### Extracted information
## BEGIN
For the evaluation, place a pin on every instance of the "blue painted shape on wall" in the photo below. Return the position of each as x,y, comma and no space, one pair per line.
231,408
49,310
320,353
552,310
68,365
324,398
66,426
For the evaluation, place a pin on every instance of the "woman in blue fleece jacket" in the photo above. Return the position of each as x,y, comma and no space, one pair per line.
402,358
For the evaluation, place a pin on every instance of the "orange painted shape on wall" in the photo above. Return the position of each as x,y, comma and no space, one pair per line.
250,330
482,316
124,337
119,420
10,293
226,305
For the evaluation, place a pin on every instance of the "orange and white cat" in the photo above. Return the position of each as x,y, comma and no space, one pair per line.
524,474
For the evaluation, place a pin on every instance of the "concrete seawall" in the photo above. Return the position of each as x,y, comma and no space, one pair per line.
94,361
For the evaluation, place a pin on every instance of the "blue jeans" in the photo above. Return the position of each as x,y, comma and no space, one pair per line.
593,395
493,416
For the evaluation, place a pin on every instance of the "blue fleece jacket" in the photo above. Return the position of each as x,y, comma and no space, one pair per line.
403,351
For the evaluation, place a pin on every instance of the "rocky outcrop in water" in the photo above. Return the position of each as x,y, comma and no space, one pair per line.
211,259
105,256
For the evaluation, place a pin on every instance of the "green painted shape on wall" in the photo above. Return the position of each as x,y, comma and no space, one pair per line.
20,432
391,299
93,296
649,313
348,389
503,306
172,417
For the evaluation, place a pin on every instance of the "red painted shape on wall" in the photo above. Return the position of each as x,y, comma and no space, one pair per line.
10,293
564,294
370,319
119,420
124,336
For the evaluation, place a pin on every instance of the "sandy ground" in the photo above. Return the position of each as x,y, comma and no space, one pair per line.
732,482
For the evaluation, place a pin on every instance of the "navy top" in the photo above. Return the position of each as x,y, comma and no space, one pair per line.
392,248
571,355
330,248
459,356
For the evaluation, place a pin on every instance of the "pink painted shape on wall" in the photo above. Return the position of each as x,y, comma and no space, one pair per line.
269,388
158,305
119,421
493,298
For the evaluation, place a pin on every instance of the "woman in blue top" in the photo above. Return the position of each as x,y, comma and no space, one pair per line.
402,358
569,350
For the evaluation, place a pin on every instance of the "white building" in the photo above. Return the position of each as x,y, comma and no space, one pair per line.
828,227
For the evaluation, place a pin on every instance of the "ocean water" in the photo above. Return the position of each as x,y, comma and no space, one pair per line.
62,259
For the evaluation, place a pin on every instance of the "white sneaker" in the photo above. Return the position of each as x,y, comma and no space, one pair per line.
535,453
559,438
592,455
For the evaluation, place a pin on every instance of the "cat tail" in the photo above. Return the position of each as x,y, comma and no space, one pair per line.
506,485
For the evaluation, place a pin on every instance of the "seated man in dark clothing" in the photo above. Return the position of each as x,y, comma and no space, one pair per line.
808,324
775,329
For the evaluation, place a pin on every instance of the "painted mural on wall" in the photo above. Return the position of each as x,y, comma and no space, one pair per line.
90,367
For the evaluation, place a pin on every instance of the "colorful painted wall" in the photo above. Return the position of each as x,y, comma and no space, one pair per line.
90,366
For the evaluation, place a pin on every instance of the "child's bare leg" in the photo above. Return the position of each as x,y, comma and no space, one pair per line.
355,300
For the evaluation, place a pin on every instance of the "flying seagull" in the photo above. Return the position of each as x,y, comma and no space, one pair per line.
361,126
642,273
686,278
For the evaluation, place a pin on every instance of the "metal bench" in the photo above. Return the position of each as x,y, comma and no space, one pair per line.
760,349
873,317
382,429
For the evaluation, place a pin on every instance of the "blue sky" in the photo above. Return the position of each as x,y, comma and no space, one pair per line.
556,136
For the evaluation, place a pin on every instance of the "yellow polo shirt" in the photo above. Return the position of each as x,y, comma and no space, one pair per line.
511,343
## END
### Prompt
All of the records must be repeated exactly.

### Answer to this problem
For the evaluation, place a pin on every instance of the "blue painted shape on wall" in the photo below. Return the position of each as x,y, comma and no space, one pair per line.
231,408
49,310
320,353
552,310
68,365
324,398
66,426
For the evaluation, place a pin on every instance of the "woman in blue fleece jacket" in the photo above. Return the position of each as x,y, comma and no space, one pair per line.
402,358
For the evaluation, place a pin on every instance of the "orange painted shape on wall" in the photo above. Return the position of each as x,y, comma and no space, one pair per line.
250,330
482,316
124,337
119,420
10,293
226,305
For the evaluation, place a pin on every instance of the "orange and white cat" in the photo above. Return the position of each as x,y, comma and no space, one pair per line.
524,474
For the evaluation, place a pin on every instance of the "concrete seawall" in the photo above. Return the position of each as x,y, comma and no space, one pair per line.
94,361
For the evaluation, place a pin on every instance of the "blue jeans" in the photo above. Return the position of each as x,y, comma and no space, one pair per line.
593,395
493,416
For the evaluation, place a pin on every instance of the "blue fleece jacket" in the photo above. Return the position of each as x,y, comma and no space, one pair per line.
403,351
For the evaluation, place a pin on every instance of the "rocky outcrop in water" in the photo above. Return the position of each as x,y, comma and no space, one pair per line.
211,259
105,256
For the evaluation, place a pin on every instance of the "green painted shape on wall" in the photo above. Return the position of each as x,y, comma and no space, one pair per line.
20,432
391,299
93,296
649,313
348,389
503,306
172,417
For the evaluation, place a pin on every instance of the "red painted shape on wall" in the photo above. Return the position of each as x,y, comma and no space, one pair per line.
10,293
564,294
370,319
119,420
124,336
For the evaluation, place a pin on every instance of the "sandy ground" in the photo above. Return the position of each as x,y, comma and no space, one pair per line.
732,482
For the evaluation, place a pin on every instance of the "navy top" in the photo above. Return the position of each as x,y, comma and no space, one pair per line.
392,248
571,355
330,248
459,356
For the evaluation, place a pin on every instance of the "pink painted shape on wall" in the photo above. Return the position of each as x,y, comma and no space, one pair per line.
269,388
158,305
119,421
493,298
For the evaluation, place a pin on every instance of the "woman in blue top" in the photo above. Return the position of each as x,y, comma and no space, one pair per line.
402,358
569,350
For the evaluation, place a pin on every instance of the "white building" in the photo above. Return the position of each as x,y, comma and no space, one pair per line.
828,227
For the evaluation, place a pin on every instance of the "ocean water" in the photo above. Return the position of each as x,y, comma and no space, one pair per line.
62,259
For the evaluation, place a pin on every instance of the "white sneaker" in the photo above. Return the position of each as x,y, comma and no space, one pair per line.
535,453
559,438
592,455
For the evaluation, place a pin on every instance of the "cat tail" in the photo above. Return the position of each as x,y, comma and no space, one pair per line.
506,485
For the evaluation, place a pin on every instance of the "seated man in dark clothing" in the photo above. Return the position of each as x,y, comma and no space, one pair per line.
808,324
775,329
For the evaluation, place a pin on every instance of the "painted mural on wall" in the photo above. Return the position of each as x,y, comma and no space, one pair per line.
90,367
For the evaluation, place a pin on every instance of the "colorful painted wall" in the photo above. Return the position of each as x,y, comma and no space, one pair per line.
90,366
For the evaluation, place a pin on every instance of the "child's bare leg" in the photo above. Return the position of each as x,y, comma and no space, one pair per line.
355,300
For the evaluation, place a pin on every instance of the "flying seagull" in the photo above. Return the position of each as x,y, comma and no space, one pair per line.
361,126
642,273
686,278
For the evaluation, place a pin on every instance of the "metal bench" in the photo above. Return the position of each as x,y, comma and no space, one pair per line.
760,349
873,317
382,429
For the evaluation, place a pin on every instance of the "blue sky" in the photo above. Return the position of each as x,y, comma and no space, one pair per line.
556,136
For the evaluation, place a pin on every instance of the "yellow polo shirt" in the photo above. Return the position of each as x,y, comma and no space, one pair per line.
511,343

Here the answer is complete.